SIMALUNGUN- Banyak
perusahaan di Pematangsiantar-Simalungun, khususnya kawasan Danau Toba,
yang menyalahi analisa dampak lingkungan (Amdal) dengan melakukan
ekploitasi di luar ketentuan perizinan. Kondisi ini pun harus diawasi
betul, terutama oleh masyarakat dan pemerintah, karena masyarakat juga
yang akan jadi korban kerusakan lingkungan tersebut.
Hal tersebut disampaikan Ketua
Generation of Action (GOA) Siantar-Simalungun Lamhot Sitorus, Senin
(2/6), menanggapi pencemaran yang kian banyak terjadi. Lamhot juga
menjelaskan, dari beberapa perusahaan tersebut, belum tentu sistem
pelaporannya dilakukan secara terus-menerus. “Hal ini belum sepenuhnya
berlangsung baik. Kadang dilaporkan, kadang tidak oleh pihak perusahaan
itu sendiri,” ujar Lamhot.
Selain itu, sambung Lamhot, dokumen
Usaha Pengelolaan Lingkungan dan Upaya Pemantauan Lingkungan (UKL/UPL)
juga harus diperhatikan keabsahannya. Pasalnya, UKL/UPL adalah salah
satu instrumen pengelolaan lingkungan yang menjadi persyaratan perizinan
bagi pemrakarsa yang akan melaksanakan suatu usaha/kegiatan di berbagai
sektor.

- Yang Harus Dikerjakan: Sunting bagian berita tentang pelanggaran Amdal mulai dari "SIMALUNGUN- Banyak" sampai dengan "kerusakan lingkungan tersebut." dengan mengganti "pemerintah" menjadi "pemerintah daerah". Baris-baris data ini tidak ada hubungannya dengan berita di atas.

[Entri lokasi objek pada gambar]

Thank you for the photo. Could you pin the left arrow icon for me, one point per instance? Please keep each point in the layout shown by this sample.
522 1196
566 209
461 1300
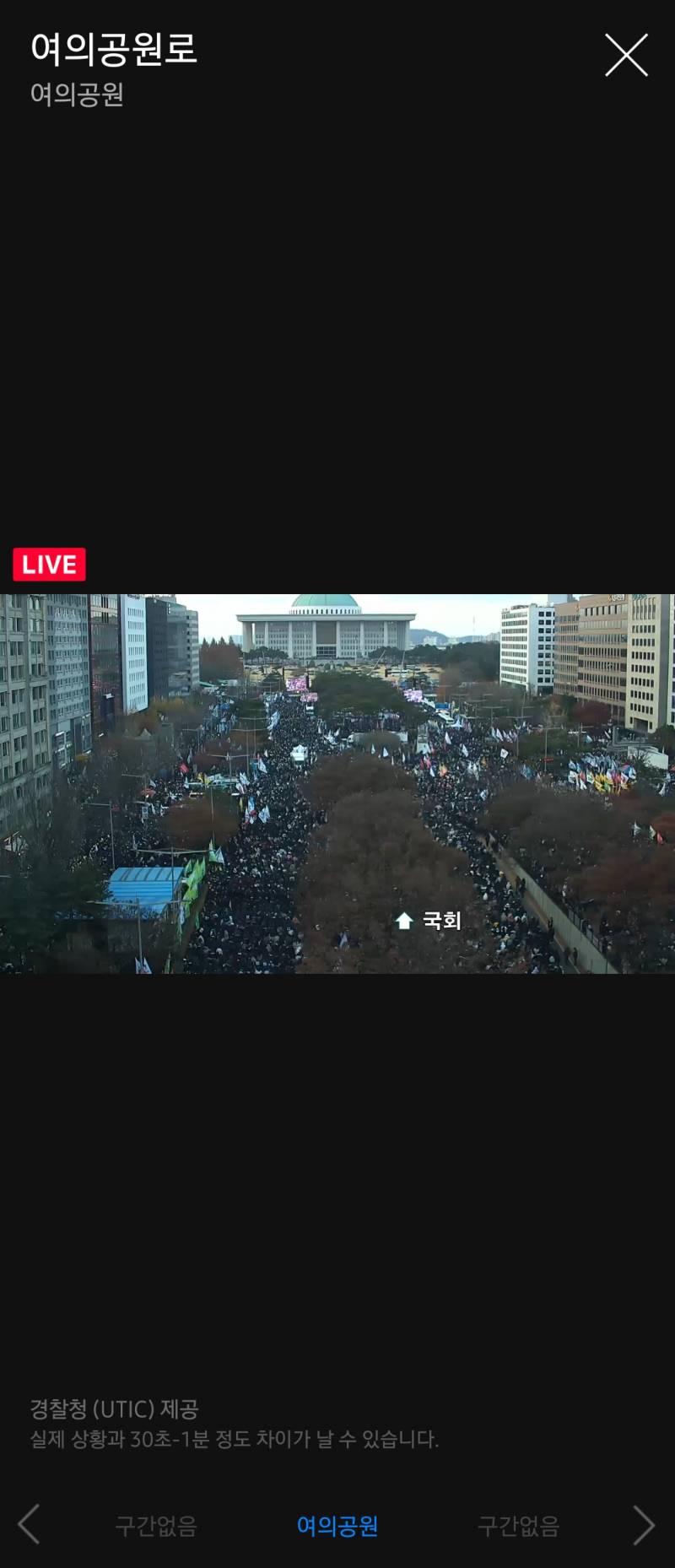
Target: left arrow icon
22 1523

- Jawaban Tugas:
SIMALUNGUN- Banyak
perusahaan di Pematangsiantar-Simalungun, khususnya kawasan Danau Toba,
yang menyalahi analisa dampak lingkungan (Amdal) dengan melakukan
ekploitasi di luar ketentuan perizinan. Kondisi ini pun harus diawasi
betul, terutama oleh masyarakat dan pemerintah daerah, karena masyarakat juga
yang akan jadi korban kerusakan lingkungan tersebut.